El otro día un amigo acudió a una clínica privada por una
dolencia que viene sufriendo ya desde algún tiempo y, tras deambular por
diversos especialistas sin ninguna solución acabó en una clínica en la busca de
la ansiada solución. El aspecto de la
susodicha era inmejorable; situada en una de las calles más transitadas y
céntricas de Murcia, con una señorita en
la recepción impecáblemente vestida y de modales exquisitos, un doctor que te
atiende sin las prisas y arrebatos típicos del Sistema Público y sin ni
siquiera retrasarse un minuto de la hora estipulada para la cita. En principio
todo parece perfecto; pero…ringgggggg!!! El despertar del sueño llega cuando,
tras una consulta de la que sale
completamente esperanzado por creer haber encontrado solución al problema, el
doctor le remite de nuevo a la impoluta señorita que le desglosa, ¡o triste
fortuna! , el desorbitado presupuesto a
pagar por la cura de su enfermedad.
Siempre había creído que vivía en un Estado que amparaba a
los más débiles, un Estado que posibilitaba que las personas en situaciones
difíciles no tuvieran que verse a merced de gente que, traficando con la
vulnerabilidad se enriquecieran de una forma que aunque legal no por ello
alcanza la categoría de moral. Me paré a reflexionar y caí en la cuenta de que
nunca me había parado a pensar en la cantidad de gente que durante años ha
podido sufrir situaciones similares o posiblemente más graves. Personas que
atrapadas en una espiral diabólica pudieran haber sido excluidas del derecho a
la salud y que como resultado de esta exclusión se hubieran visto imposibilitados
a trabajar o prosperar económicamente. Reflexionando llegue a la conclusión de
que el borde que separa a la gente excluida de nosotros los que nos consideramos
“normales” son tan solo unos mililitros de mala suerte.
Quizá la sanidad pública tenga sus fallos, quizá tengamos
que replantearnos el sistema para hacerlo sostenible, implementar mecanismos que nos permitan mejorar su
funcionamiento pero siempre sin perder de vista el horizonte que hemos de
perseguir y es que la gente que constituimos esta sociedad no nos sintamos
desamparados en ningún momento.

# Entradas de datos
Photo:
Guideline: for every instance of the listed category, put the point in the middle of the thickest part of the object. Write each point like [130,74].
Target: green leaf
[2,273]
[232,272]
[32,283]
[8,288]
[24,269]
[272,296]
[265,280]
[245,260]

...

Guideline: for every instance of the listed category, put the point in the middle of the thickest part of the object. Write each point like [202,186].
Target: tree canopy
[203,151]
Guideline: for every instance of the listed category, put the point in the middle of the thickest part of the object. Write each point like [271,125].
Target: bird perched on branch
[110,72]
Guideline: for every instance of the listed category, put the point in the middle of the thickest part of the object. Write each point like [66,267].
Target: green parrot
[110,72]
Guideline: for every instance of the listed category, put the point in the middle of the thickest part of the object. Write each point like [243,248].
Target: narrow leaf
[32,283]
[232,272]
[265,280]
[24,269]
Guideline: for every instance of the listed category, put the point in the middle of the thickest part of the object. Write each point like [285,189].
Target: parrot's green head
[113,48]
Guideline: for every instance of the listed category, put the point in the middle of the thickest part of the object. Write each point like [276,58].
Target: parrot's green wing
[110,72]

# Tarea 1
Reproduce el texto dado entre "Quizá la sanidad" y "en ningún momento.", ambos incluidos.
# Tarea 2
Según el texto dado, ¿en qué ciudad se encontraba la clínica privada?
El material no hace falta para resolver nada.

# Respuesta 1
Quizá la sanidad pública tenga sus fallos, quizá tengamos
que replantearnos el sistema para hacerlo sostenible, implementar mecanismos que nos permitan mejorar su
funcionamiento pero siempre sin perder de vista el horizonte que hemos de
perseguir y es que la gente que constituimos esta sociedad no nos sintamos
desamparados en ningún momento.

# Respuesta 2
En Murcia, en una de sus calles más transitadas y céntricas.